• Stated task: Locate each line in the data below that contains the string "water", treating uppercase and lowercase as different, and copy those lines.

• Records for this exercise:
◇ ◇ ◇ ◇

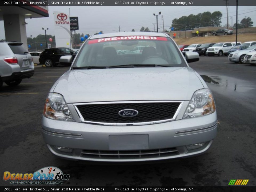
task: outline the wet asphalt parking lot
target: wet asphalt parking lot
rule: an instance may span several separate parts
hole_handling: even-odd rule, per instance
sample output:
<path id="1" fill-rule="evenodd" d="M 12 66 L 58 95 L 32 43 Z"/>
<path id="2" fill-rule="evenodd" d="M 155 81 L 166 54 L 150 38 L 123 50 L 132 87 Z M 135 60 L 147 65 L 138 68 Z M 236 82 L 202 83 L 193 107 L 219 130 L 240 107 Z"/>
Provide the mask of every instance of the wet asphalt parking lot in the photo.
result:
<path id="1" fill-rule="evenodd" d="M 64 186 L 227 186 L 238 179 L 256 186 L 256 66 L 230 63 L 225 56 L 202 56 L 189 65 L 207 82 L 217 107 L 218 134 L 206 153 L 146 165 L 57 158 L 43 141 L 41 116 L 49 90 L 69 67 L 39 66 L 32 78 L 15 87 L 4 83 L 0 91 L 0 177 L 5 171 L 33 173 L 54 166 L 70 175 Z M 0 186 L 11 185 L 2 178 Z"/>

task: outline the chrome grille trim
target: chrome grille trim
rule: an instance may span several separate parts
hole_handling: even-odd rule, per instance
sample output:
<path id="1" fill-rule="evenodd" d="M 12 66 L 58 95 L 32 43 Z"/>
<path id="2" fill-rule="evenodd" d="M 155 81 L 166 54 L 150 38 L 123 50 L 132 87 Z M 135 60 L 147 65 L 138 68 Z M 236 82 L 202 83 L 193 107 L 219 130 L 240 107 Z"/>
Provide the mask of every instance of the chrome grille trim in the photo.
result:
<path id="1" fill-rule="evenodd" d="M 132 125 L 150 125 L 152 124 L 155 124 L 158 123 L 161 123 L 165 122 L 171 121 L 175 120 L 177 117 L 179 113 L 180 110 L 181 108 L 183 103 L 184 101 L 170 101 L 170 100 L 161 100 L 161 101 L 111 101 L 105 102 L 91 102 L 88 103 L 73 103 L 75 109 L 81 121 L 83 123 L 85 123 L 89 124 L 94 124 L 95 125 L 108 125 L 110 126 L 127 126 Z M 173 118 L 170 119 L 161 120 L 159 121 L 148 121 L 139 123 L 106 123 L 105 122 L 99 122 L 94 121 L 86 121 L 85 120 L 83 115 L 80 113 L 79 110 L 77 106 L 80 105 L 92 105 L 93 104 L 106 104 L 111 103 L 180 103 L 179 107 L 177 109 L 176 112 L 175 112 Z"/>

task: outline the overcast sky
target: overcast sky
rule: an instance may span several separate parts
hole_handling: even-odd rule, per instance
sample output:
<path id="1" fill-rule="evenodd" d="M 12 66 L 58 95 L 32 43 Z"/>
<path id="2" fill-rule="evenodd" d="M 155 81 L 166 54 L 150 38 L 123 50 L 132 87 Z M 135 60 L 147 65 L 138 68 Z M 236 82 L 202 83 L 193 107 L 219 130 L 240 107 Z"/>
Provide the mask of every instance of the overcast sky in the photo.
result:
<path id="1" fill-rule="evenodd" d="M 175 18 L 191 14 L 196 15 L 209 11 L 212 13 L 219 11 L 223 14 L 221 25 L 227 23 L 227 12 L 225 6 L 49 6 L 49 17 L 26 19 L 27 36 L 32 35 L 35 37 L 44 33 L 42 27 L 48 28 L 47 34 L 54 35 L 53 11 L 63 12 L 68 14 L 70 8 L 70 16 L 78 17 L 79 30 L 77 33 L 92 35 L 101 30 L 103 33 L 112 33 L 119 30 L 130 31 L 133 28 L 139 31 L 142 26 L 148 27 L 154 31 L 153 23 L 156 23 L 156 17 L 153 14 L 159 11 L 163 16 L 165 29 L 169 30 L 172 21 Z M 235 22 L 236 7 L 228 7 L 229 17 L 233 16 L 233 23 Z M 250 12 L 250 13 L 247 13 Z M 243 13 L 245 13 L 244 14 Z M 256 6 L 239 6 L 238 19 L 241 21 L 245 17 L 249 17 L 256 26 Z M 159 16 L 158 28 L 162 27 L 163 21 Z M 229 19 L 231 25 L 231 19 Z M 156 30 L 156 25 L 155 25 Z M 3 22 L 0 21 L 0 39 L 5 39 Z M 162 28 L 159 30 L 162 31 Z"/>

◇ ◇ ◇ ◇

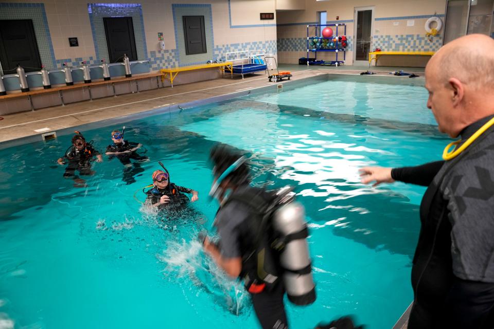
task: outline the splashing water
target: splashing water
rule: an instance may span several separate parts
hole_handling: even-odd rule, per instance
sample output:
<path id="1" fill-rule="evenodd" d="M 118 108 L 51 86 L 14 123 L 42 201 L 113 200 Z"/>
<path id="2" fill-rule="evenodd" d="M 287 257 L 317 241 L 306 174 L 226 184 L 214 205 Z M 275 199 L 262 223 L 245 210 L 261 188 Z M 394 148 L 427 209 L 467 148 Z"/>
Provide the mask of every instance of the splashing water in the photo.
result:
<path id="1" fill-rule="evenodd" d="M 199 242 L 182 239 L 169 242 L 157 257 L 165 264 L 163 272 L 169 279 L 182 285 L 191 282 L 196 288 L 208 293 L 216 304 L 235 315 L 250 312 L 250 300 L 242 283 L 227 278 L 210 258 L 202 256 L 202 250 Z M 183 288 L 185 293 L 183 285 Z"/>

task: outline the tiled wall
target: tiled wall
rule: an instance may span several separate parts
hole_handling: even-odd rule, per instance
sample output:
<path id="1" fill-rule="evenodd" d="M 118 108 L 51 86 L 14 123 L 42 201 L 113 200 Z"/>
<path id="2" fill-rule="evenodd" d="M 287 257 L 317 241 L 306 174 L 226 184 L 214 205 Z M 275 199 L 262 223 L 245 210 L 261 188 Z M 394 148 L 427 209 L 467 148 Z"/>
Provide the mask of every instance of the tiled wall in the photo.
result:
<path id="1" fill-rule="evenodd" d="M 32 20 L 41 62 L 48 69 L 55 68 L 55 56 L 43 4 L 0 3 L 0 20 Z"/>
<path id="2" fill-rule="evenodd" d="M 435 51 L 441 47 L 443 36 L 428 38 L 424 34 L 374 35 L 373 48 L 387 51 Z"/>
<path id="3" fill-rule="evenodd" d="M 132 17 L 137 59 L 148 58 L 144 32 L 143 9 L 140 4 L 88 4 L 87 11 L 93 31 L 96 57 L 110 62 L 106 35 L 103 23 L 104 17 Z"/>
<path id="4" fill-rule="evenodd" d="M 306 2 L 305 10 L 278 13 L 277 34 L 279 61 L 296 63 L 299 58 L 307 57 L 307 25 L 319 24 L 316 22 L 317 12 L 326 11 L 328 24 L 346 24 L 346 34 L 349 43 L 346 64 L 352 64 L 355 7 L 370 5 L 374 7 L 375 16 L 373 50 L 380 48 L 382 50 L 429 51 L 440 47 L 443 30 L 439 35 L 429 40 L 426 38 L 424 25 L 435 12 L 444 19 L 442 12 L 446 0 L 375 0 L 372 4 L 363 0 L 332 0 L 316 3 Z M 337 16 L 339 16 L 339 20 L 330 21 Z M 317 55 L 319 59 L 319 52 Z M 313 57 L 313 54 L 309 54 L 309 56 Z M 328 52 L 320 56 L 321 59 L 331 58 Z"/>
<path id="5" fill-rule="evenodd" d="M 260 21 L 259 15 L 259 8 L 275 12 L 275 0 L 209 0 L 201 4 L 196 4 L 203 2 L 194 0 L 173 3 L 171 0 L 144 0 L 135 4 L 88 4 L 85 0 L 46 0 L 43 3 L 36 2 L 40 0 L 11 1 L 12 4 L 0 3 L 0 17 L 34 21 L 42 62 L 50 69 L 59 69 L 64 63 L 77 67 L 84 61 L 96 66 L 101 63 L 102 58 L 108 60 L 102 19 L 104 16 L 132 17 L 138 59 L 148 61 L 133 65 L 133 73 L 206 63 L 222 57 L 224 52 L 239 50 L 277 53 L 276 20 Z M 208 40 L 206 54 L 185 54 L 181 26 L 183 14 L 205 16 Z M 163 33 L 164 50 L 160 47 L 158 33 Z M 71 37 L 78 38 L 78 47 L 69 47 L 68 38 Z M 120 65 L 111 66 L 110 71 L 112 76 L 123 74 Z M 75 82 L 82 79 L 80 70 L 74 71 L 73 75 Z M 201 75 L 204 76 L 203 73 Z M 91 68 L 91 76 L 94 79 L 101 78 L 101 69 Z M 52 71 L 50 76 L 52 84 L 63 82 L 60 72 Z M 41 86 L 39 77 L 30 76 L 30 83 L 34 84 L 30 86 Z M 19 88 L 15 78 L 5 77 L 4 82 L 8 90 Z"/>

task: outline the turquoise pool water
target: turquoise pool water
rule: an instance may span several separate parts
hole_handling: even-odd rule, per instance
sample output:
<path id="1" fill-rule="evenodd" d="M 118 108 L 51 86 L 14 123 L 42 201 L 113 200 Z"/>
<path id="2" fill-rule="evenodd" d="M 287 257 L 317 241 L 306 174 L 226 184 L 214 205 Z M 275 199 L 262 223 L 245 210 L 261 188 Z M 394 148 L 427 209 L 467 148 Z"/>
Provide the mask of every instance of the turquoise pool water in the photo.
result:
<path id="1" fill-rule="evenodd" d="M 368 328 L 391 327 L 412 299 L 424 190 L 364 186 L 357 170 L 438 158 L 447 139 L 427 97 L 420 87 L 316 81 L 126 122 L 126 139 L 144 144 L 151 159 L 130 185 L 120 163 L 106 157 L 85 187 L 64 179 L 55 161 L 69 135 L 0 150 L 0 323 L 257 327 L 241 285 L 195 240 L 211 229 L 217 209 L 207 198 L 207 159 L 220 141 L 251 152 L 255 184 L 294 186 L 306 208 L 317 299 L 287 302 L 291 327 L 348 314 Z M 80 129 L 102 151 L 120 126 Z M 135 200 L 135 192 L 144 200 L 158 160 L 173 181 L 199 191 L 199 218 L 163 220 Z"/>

◇ ◇ ◇ ◇

• The completed task:
task: outline the splashing water
target: splashing water
Provide the mask of every instance of the splashing water in the photo.
task: outline the turquoise pool water
target: turquoise pool water
Provide the mask of every instance of the turquoise pool water in the photo.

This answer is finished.